Dataset excerpt:
## START
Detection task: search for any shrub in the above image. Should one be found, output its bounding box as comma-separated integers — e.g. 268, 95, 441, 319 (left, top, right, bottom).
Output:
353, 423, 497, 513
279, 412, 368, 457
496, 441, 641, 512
## END
Can you render every line of the items above as a numbered list, omitting any blank lines?

1. Detection task: search for any shrub in the above image. Should one be found, output its bounding box as comma-separated integers — e.g. 268, 95, 441, 319 (left, top, right, bottom).
2. Output:
3. 353, 423, 497, 513
4. 279, 412, 368, 457
5. 496, 441, 641, 512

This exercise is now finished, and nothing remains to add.